> [Set exercise A] Rewrite the passage of the self-portrait exercise text starting with "Feedback: Welcome, please." and going on through "the same exercise.", putting "workshop participants" in place of "students".
> [Set exercise B] According to the self-portrait exercise text, how many times has the writer done the exercise this fall?
> [Set exercise C] In the self-portrait exercise text, why does the bio-writing step say to project yourself about 25 years into the future?

> [Source]

^^^^^^^^^^^^^^^^

Feedback: Welcome, please.
xo, Carrie
Thursday, Nov 15, 2018 | Adventure, Art, Big Thoughts, Cartoons, Confessions, Creativity course, Meditation, Peace, Spirit, Teaching, Work, Writing |
Who will you be in 25 years? This is an exercise I’ve done twice this fall, with different results each time. The first time, I was led through the exercise by someone else. Today, I led my students through the same exercise.
Here’s how to do it, if you want to try:
Draw a self-portrait as if you were posing for an author photo on the back of the book you’ve always dreamed of publishing. Use crayons. If you have a notebook, draw the portrait on the very last page. (10 minutes)
Next, write your author bio blurb. Remember to write in the third person. Cast yourself deep into the future (25 years or so), and discover who you imagine yourself to be. (10 minutes)
Here’s mine, from today. (Note: I draw self-portraits as if I were 25 years younger …)

^^^^^^^^^^^^^^^^

> [Data entries]
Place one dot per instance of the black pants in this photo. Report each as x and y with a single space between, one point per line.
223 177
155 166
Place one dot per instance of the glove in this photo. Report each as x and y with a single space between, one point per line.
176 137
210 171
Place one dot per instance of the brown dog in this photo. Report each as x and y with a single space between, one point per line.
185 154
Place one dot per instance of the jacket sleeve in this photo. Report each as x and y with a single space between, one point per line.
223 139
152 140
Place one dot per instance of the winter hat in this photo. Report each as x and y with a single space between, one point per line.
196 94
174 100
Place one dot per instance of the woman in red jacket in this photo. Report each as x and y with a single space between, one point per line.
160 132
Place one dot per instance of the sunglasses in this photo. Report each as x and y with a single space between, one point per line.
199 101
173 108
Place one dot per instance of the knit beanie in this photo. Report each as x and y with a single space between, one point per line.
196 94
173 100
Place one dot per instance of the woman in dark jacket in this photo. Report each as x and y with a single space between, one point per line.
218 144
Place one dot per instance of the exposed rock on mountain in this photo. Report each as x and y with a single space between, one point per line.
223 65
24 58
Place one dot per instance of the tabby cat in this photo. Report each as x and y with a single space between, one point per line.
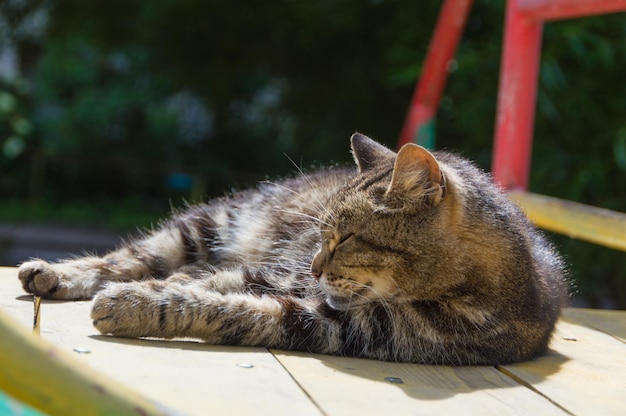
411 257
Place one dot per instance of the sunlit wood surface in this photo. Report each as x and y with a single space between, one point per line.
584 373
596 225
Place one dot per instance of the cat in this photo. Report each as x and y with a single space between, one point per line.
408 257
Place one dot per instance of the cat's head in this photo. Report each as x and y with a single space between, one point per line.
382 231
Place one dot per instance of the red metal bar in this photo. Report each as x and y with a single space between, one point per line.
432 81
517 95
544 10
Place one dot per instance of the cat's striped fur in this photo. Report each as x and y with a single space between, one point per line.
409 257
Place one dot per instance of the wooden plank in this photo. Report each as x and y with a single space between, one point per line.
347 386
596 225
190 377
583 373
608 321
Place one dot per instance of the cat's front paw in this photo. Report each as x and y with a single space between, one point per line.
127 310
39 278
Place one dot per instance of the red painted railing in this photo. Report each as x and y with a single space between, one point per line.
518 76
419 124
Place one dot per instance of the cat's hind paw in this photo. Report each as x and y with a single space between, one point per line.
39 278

^^^^^^^^^^^^^^^^

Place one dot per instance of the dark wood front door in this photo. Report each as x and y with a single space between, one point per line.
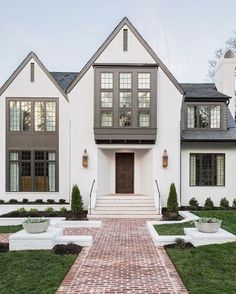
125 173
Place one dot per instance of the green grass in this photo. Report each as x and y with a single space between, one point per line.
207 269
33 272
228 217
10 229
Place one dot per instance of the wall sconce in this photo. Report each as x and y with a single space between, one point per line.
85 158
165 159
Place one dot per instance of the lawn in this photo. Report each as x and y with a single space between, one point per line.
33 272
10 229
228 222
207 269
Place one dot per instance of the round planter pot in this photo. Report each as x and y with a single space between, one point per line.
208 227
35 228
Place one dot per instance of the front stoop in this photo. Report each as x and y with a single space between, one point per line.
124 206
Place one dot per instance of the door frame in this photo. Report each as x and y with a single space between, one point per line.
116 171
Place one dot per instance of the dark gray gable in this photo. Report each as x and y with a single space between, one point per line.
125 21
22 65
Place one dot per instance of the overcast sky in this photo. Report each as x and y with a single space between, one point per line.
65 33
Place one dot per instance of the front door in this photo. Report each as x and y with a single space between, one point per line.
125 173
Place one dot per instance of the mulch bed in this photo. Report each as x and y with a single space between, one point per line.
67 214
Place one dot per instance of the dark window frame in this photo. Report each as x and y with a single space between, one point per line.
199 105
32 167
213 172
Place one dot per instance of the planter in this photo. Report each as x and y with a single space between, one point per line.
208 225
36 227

^^^^^^^^^^^^^^^^

> [Expected output A]
Feedback: Welcome, please.
xo, Carrie
Thursday, Nov 15, 2018 | Adventure, Art, Big Thoughts, Cartoons, Confessions, Creativity course, Meditation, Peace, Spirit, Teaching, Work, Writing |
Who will you be in 25 years? This is an exercise I’ve done twice this fall, with different results each time. The first time, I was led through the exercise by someone else. Today, I led my workshop participants through the same exercise.

> [Expected output B] Twice.

> [Expected output C] Casting yourself that far ahead lets you discover who you imagine yourself to be. This answers the question the exercise poses: who will you be in 25 years?